- [SHORT PROBLEM]: Convert the lines of the entries below into a numbered list, omitting blank lines and leaving out the pictures.

Mask labeling entries
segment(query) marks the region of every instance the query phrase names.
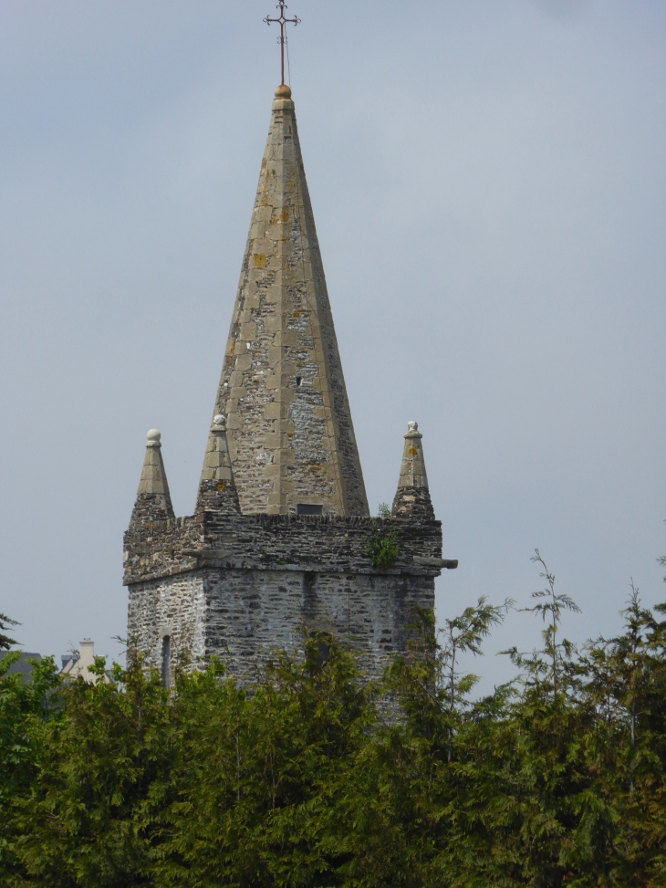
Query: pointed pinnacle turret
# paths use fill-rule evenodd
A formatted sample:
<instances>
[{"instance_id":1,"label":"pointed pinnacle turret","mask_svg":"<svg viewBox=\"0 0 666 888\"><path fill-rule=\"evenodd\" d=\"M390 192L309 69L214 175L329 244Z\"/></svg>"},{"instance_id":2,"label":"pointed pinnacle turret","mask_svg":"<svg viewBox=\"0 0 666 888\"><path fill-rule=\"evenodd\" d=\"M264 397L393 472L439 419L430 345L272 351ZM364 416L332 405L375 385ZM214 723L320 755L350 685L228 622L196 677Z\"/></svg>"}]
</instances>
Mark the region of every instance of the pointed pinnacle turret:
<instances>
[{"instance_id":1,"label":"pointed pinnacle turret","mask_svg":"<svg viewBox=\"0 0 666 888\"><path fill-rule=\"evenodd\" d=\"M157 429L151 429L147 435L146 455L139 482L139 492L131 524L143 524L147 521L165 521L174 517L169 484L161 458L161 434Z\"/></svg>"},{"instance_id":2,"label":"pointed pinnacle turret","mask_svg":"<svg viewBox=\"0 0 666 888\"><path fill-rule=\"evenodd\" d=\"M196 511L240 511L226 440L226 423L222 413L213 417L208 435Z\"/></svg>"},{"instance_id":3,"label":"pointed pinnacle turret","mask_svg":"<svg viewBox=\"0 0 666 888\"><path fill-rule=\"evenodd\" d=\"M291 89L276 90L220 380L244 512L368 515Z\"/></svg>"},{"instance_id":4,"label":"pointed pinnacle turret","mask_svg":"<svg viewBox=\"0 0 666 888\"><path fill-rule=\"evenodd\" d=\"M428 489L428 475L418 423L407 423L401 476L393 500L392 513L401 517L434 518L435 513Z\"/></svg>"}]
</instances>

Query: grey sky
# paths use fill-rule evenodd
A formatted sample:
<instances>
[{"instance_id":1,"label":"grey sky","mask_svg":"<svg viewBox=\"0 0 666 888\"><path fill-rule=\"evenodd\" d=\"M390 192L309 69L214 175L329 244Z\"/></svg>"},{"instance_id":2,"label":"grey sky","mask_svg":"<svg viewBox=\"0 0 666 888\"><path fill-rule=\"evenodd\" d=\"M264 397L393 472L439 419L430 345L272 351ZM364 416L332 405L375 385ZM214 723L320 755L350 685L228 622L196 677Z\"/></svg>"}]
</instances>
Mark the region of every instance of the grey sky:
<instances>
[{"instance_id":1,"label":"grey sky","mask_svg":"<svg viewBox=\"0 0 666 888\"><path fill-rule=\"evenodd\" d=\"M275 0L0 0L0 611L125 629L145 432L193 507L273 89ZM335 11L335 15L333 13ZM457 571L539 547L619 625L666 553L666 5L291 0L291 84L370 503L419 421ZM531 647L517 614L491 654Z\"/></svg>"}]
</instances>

- [EXPECTED ANSWER]:
1. segment(query) marks the region of every instance the query phrase names.
2. Query: pointed pinnacle turret
3. # paths use fill-rule evenodd
4. A formatted sample:
5. <instances>
6. [{"instance_id":1,"label":"pointed pinnacle turret","mask_svg":"<svg viewBox=\"0 0 666 888\"><path fill-rule=\"evenodd\" d=\"M390 192L309 69L214 175L329 244Z\"/></svg>"},{"instance_id":2,"label":"pointed pinnacle turret","mask_svg":"<svg viewBox=\"0 0 666 888\"><path fill-rule=\"evenodd\" d=\"M264 397L393 472L439 419L430 345L272 351ZM364 416L332 405L375 385ZM214 723L320 755L350 685L228 622L196 677Z\"/></svg>"}]
7. </instances>
8. Mark the region of every instance of the pointed pinnacle turret:
9. <instances>
10. [{"instance_id":1,"label":"pointed pinnacle turret","mask_svg":"<svg viewBox=\"0 0 666 888\"><path fill-rule=\"evenodd\" d=\"M157 429L151 429L147 435L146 455L139 482L139 492L131 524L143 524L147 521L165 521L174 517L169 484L161 458L161 434Z\"/></svg>"},{"instance_id":2,"label":"pointed pinnacle turret","mask_svg":"<svg viewBox=\"0 0 666 888\"><path fill-rule=\"evenodd\" d=\"M196 511L240 511L226 440L226 423L222 413L213 417L208 435Z\"/></svg>"},{"instance_id":3,"label":"pointed pinnacle turret","mask_svg":"<svg viewBox=\"0 0 666 888\"><path fill-rule=\"evenodd\" d=\"M291 89L276 90L220 380L244 512L368 515Z\"/></svg>"},{"instance_id":4,"label":"pointed pinnacle turret","mask_svg":"<svg viewBox=\"0 0 666 888\"><path fill-rule=\"evenodd\" d=\"M428 489L428 475L418 423L407 423L401 476L393 500L392 513L401 517L434 518L435 513Z\"/></svg>"}]
11. </instances>
12. Query: grey sky
13. # paths use fill-rule evenodd
14. A formatted sample:
15. <instances>
16. [{"instance_id":1,"label":"grey sky","mask_svg":"<svg viewBox=\"0 0 666 888\"><path fill-rule=\"evenodd\" d=\"M390 192L309 69L214 175L329 244Z\"/></svg>"},{"instance_id":2,"label":"grey sky","mask_svg":"<svg viewBox=\"0 0 666 888\"><path fill-rule=\"evenodd\" d=\"M264 397L393 472L439 419L430 345L272 351ZM364 416L332 405L375 385ZM214 723L320 755L350 685L228 622L196 677Z\"/></svg>"}]
17. </instances>
18. Mark the region of every instance of the grey sky:
19. <instances>
20. [{"instance_id":1,"label":"grey sky","mask_svg":"<svg viewBox=\"0 0 666 888\"><path fill-rule=\"evenodd\" d=\"M275 0L0 0L0 611L125 629L145 432L193 507L273 89ZM335 11L335 15L333 13ZM457 571L539 547L619 625L666 553L666 5L291 0L291 84L370 503L419 421ZM531 647L517 614L491 654Z\"/></svg>"}]
21. </instances>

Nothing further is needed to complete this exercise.